Friday, 3 May 2013
Writer: Fernando Leon de Aranoa
Producers: Eduardo Campoy, Ramon Vidal
Cast: Miguel Angel Sola, Eduard Fernandez, Najwa Nimri
Year of release: 2001
Reviewed from: UK theatrical release
I had been wanting to see this Spanish movie for ages, knowing that it won the Golden Melies Award. So imagine my delight to find that it was playing Leicester as part of the BFI’s ‘Viva - the 9th Spanish Film Festival on Tour’.
Now here’s the question: is it SF, is it fantasy, is it horror? Well, here’s roughly what it’s about. Argentinian-born Miguel Angel Sola plays Dr Fausto who specialises in terminal illnesses. He travels to Barcelona - a slightly futuristic trashpunk city - for a medical conference and bumps into a man named Santos Vella (Eduard Fernandez) who recognises him. Vella claims to be an ex-patient from whom Fausto removed a stomach tumour before giving him three months to live eight years previously.
Fausto is an uptight, overly serious type while Vella is relaxed, cocksure, outwardly friendly but deeply, deeply annoying (to Fausto). He insinuates himself into the doctor’s existence during his short time in Barcelona and gradually his influence becomes more and more persuasive.
Of course Vella, with his goatee beard and uncanny ability to keep popping up wherever Fausto goes, is the Mephistopheles character here. Gradually it becomes clear that Vella is making Fausto’s wishes come true, but in sometimes vague and sometimes unpleasant ways. But is he actually exerting any supernatural powers, or is Fausto just paranoid? Or both?
The moral is, of course, ‘be careful what you wish for - it may come true’ but this simple idea is given a wonderfully complex and original spin, especially as Fausto starts finding wishes coming true which he didn’t realise he had actually wished for. The whole film is laced through with a delicious black humour which I have seen in other recent-ish Spanish genre pics like The Day of the Beast and The Ugliest Woman in the World. At one point a comedian telling sick medical jokes to a room full of medical conference delegates has a heart attack on stage - and everyone applauds!
Sola and Fernandez are both superb and it’s no wonder that they tied for the Best Actor award at the 2002 Fantasporto. The other major character is Najwa Nimri (Abre los Ojos) as Fausto’s assistant Julia. The whole film is full of startling images: an entire hotel wrapped in shroud-like cloth, a dog chewing on a live person’s entrails...

(Point localization data)

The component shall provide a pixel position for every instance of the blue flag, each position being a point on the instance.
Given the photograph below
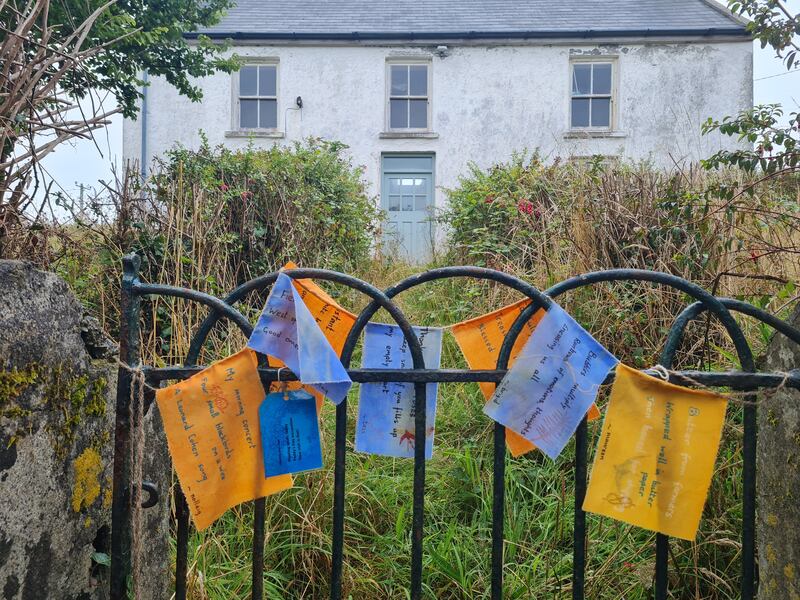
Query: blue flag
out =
(287, 330)
(386, 410)
(552, 384)
(289, 433)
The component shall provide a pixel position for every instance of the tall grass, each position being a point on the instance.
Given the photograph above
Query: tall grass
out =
(581, 218)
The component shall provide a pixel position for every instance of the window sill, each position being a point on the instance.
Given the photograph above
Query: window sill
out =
(582, 134)
(398, 135)
(248, 133)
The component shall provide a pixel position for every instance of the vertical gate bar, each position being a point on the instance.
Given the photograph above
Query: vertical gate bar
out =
(418, 518)
(748, 585)
(662, 566)
(579, 532)
(337, 558)
(259, 515)
(498, 510)
(182, 541)
(128, 355)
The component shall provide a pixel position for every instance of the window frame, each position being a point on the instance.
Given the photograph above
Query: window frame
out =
(612, 96)
(408, 62)
(236, 97)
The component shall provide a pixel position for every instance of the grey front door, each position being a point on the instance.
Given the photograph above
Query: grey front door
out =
(407, 197)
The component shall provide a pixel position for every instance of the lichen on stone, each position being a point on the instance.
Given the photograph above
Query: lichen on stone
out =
(87, 468)
(75, 397)
(15, 381)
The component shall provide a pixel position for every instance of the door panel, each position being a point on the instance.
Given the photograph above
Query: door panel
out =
(407, 197)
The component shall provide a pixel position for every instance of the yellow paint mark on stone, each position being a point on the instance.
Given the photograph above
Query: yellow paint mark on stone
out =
(88, 468)
(108, 494)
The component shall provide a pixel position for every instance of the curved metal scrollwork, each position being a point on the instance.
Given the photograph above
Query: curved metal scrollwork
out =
(721, 308)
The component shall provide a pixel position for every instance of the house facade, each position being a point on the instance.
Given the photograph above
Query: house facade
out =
(418, 90)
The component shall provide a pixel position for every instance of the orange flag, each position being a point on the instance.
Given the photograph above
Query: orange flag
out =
(211, 422)
(656, 452)
(480, 340)
(335, 322)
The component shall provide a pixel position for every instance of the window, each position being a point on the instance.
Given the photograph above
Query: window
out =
(409, 96)
(591, 97)
(258, 97)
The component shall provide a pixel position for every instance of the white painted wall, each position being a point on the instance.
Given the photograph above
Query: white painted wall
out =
(487, 102)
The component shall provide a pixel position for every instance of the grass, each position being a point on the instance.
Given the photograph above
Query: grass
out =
(458, 508)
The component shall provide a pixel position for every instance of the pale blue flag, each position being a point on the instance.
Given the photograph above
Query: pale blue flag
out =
(553, 382)
(386, 410)
(287, 330)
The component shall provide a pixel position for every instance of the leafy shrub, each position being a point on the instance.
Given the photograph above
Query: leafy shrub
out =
(549, 221)
(263, 207)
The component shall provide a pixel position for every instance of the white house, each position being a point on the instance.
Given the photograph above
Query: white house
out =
(419, 88)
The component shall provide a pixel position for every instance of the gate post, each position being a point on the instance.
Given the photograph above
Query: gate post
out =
(128, 355)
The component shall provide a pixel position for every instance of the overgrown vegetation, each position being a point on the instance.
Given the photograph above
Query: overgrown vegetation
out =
(213, 218)
(548, 222)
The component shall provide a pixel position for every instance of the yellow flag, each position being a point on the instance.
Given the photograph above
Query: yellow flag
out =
(656, 454)
(335, 322)
(211, 422)
(480, 340)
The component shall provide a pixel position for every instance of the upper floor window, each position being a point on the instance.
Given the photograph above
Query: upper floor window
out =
(592, 95)
(258, 97)
(409, 96)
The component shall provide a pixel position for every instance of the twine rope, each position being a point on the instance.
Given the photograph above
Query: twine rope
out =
(741, 398)
(136, 420)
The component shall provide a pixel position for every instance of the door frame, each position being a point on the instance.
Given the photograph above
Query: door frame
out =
(432, 173)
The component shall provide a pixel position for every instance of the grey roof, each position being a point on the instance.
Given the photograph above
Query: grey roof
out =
(431, 19)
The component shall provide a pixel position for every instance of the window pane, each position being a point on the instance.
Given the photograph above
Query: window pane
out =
(398, 114)
(267, 81)
(399, 80)
(418, 117)
(247, 81)
(581, 79)
(268, 117)
(580, 112)
(248, 114)
(601, 79)
(601, 112)
(418, 76)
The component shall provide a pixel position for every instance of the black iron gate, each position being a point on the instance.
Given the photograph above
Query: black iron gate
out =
(746, 380)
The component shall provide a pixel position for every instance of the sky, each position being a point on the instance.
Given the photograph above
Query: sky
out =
(84, 162)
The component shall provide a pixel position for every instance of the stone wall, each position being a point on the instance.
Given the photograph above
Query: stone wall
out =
(57, 385)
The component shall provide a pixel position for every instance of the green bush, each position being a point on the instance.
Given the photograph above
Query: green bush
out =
(305, 203)
(525, 213)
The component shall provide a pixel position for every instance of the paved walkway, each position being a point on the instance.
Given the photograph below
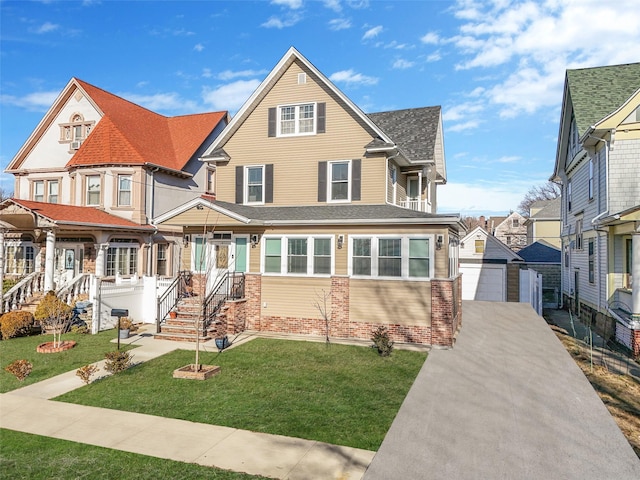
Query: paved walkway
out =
(210, 445)
(508, 402)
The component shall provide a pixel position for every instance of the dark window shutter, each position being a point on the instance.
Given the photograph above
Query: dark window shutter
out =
(322, 118)
(272, 122)
(322, 181)
(268, 183)
(239, 185)
(356, 167)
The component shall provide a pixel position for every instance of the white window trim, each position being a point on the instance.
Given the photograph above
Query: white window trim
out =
(330, 183)
(246, 184)
(405, 256)
(284, 244)
(296, 120)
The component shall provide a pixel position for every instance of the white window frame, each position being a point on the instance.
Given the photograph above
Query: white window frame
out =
(284, 253)
(297, 119)
(246, 184)
(404, 256)
(120, 190)
(330, 165)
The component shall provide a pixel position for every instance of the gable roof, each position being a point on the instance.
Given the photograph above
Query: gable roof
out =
(416, 132)
(78, 216)
(128, 134)
(597, 92)
(499, 250)
(276, 73)
(540, 252)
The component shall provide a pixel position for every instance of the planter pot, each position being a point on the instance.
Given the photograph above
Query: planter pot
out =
(222, 343)
(189, 372)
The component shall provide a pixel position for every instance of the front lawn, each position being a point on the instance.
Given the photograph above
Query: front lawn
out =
(89, 349)
(338, 394)
(26, 456)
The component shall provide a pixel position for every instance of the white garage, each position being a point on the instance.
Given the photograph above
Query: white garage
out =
(482, 281)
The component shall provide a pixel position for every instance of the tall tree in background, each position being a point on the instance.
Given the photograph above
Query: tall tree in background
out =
(546, 191)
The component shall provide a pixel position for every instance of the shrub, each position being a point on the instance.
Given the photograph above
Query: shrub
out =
(20, 368)
(382, 341)
(16, 323)
(85, 372)
(117, 361)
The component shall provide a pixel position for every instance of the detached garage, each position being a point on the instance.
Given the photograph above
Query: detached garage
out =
(483, 264)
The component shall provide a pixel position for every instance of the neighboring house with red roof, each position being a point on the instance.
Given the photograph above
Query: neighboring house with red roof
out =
(91, 178)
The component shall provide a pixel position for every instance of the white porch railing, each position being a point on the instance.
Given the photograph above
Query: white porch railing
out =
(22, 291)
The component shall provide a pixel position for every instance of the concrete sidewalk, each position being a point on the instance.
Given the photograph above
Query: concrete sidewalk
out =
(507, 402)
(210, 445)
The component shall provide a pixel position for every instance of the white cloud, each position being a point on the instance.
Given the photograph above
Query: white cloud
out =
(37, 101)
(534, 43)
(473, 198)
(230, 96)
(372, 32)
(46, 27)
(402, 64)
(430, 38)
(289, 20)
(351, 77)
(333, 5)
(169, 103)
(339, 24)
(230, 75)
(292, 4)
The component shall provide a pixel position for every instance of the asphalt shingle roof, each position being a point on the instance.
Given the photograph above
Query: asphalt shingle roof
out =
(414, 130)
(596, 92)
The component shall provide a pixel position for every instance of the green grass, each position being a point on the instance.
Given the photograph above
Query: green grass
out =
(89, 349)
(338, 394)
(26, 456)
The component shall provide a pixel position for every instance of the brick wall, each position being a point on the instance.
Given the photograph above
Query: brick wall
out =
(446, 306)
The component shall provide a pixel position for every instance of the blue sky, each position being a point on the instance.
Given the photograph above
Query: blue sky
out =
(496, 67)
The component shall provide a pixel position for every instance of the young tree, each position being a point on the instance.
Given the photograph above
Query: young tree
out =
(54, 314)
(546, 191)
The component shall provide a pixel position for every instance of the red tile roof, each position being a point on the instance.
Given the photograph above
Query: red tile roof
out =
(129, 134)
(72, 215)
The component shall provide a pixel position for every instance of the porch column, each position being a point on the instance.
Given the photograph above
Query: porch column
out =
(49, 260)
(635, 275)
(101, 249)
(1, 269)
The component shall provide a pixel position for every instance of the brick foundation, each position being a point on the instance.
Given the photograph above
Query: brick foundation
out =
(446, 315)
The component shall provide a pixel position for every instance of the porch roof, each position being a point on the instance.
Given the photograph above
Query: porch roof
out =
(71, 215)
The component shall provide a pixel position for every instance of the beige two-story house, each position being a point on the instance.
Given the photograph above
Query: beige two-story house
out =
(90, 179)
(598, 163)
(316, 202)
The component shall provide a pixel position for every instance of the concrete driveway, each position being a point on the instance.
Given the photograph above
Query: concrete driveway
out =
(507, 402)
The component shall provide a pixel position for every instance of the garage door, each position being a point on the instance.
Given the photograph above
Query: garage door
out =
(484, 282)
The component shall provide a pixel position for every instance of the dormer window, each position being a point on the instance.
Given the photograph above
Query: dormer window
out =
(76, 131)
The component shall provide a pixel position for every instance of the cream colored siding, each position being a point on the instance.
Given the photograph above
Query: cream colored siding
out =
(379, 301)
(278, 300)
(296, 158)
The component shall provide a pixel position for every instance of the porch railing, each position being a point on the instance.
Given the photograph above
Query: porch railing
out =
(169, 299)
(231, 285)
(22, 291)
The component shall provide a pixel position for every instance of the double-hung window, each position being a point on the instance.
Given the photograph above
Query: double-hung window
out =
(93, 185)
(391, 256)
(298, 255)
(124, 190)
(255, 184)
(297, 119)
(339, 185)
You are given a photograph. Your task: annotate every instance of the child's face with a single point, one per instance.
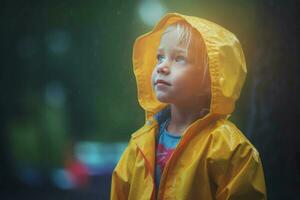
(175, 78)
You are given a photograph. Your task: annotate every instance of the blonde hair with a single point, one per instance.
(191, 38)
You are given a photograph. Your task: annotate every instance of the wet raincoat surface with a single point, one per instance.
(213, 160)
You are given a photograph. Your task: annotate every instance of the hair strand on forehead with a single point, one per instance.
(192, 40)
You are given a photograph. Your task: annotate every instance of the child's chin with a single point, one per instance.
(163, 98)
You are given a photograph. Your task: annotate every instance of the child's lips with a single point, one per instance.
(162, 82)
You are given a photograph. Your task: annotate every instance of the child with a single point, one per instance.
(189, 74)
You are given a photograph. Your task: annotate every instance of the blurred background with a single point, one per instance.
(68, 96)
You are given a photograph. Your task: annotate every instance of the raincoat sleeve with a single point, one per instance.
(235, 168)
(122, 174)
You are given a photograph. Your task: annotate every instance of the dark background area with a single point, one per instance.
(66, 78)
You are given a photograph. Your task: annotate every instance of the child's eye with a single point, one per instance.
(160, 58)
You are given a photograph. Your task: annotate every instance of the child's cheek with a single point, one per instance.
(153, 79)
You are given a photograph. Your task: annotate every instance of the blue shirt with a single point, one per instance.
(166, 145)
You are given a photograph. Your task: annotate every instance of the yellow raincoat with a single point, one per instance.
(213, 160)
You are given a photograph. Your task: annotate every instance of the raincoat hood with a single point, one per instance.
(227, 65)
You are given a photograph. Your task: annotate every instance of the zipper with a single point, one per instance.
(174, 156)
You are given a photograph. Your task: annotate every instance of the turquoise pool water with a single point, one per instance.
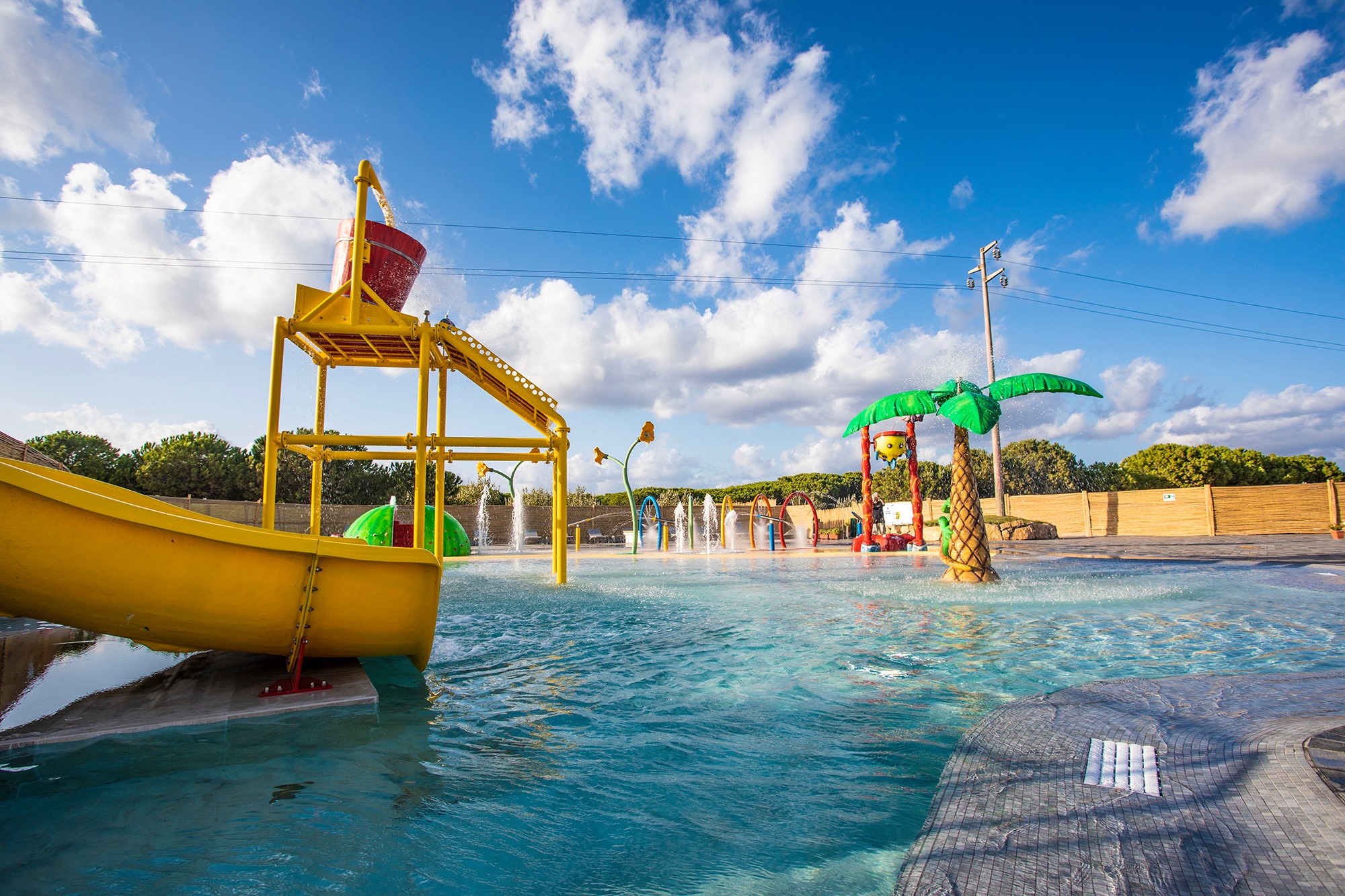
(684, 725)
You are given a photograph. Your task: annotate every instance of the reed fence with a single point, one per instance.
(1239, 510)
(18, 450)
(1210, 510)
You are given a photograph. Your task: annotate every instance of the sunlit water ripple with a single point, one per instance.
(696, 725)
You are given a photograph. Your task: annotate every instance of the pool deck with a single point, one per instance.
(1242, 809)
(206, 688)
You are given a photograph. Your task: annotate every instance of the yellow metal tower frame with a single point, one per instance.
(360, 330)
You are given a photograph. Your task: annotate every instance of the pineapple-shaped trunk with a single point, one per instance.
(969, 549)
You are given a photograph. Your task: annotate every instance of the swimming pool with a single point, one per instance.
(699, 724)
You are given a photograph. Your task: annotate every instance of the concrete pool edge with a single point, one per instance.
(1241, 803)
(204, 689)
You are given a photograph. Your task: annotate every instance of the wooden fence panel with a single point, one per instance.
(1261, 510)
(1148, 513)
(1237, 510)
(1065, 512)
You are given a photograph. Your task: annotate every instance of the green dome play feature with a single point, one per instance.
(376, 526)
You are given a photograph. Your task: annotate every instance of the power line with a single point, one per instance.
(1161, 323)
(685, 239)
(1152, 314)
(1179, 292)
(1094, 307)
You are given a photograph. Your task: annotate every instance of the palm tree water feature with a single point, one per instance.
(965, 546)
(769, 724)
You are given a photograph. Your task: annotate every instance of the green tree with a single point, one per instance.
(1040, 467)
(197, 463)
(91, 456)
(1168, 466)
(126, 471)
(1105, 475)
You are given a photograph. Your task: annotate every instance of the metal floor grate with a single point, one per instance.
(1113, 763)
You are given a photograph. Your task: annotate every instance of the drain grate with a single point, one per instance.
(1114, 763)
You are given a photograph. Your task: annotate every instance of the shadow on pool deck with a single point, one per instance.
(1242, 809)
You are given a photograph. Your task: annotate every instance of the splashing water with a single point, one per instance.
(484, 525)
(709, 525)
(517, 525)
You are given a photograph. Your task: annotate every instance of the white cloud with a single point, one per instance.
(753, 460)
(962, 194)
(821, 454)
(239, 272)
(684, 91)
(1272, 142)
(1297, 420)
(314, 87)
(60, 92)
(123, 434)
(1132, 392)
(1308, 9)
(1063, 364)
(813, 354)
(960, 307)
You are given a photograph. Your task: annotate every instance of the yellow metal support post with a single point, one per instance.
(422, 425)
(439, 467)
(268, 486)
(315, 493)
(559, 503)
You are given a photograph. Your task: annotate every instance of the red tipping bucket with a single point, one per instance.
(395, 260)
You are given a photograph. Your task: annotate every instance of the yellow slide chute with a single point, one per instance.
(88, 555)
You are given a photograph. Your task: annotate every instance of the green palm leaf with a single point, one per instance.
(973, 411)
(903, 404)
(1028, 384)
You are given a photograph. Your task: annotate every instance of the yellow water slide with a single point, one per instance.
(88, 555)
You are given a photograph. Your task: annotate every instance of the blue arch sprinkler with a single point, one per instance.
(599, 456)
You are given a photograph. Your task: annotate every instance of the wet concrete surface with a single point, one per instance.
(1243, 809)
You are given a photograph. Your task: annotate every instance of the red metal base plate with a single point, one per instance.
(303, 685)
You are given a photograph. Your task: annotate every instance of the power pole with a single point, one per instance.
(991, 357)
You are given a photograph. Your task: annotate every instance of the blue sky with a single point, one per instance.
(1190, 147)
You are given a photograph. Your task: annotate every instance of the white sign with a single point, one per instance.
(898, 513)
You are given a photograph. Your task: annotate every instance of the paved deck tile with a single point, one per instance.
(1242, 809)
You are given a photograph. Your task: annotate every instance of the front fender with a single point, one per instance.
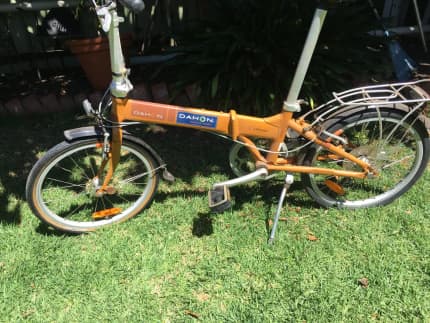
(97, 132)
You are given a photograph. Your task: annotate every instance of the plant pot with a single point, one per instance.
(93, 55)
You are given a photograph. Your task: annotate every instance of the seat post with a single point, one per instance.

__PROBLEMS TO WORK ON__
**1)** According to the film review, what award did Sola and Fernandez tie for at the 2002 Fantasporto?
**2)** Continue the film review from where it stops.

__TASK-BY-TASK OUTPUTS__
**1)** Best Actor

**2)**
Directors Olle and Padrisa are the fringe theatre group La Fura dels Baus and this led to a lot of people missing this film when it toured UK as part of a Spanish movie package. Most cinemas only printed the first paragraph of the accompanying blurb, suggesting that Fausto 5.0 was some sort of arty alternative thing, when it’s actually a hugely enjoyable horror/fantasy romp.
Is it actually science fiction? It seems to be set in the very near future and the city of Barcelona exhibits some extreme poverty (there is also an obsession with trains being scrubbed scrupulously clean before travelling from one city to another). I got the impression that this is what Europe is like while America has turned into Blade Runner.
Director Padrissa says on the movie website: “Fausto 5.0 is set in a multiracial Barcelona, where the signs are in different languages and different cultures live together. It is a hypothetical future that does not take the form of science fiction." His colleague Ortiz reckons: “Fausto 5.0 is a psycho-thriller set in an indeterminate and undefined time, in which aesthetic elements from the past alternate with an imagined future. However, it could all be happening in our time.” So now you know.
And the title? It’s ‘5.0’ because this is the fifth version of the Faust legend which La Fura dels Baus have produced, though the others were for the stage and much closer to Goethe’s original.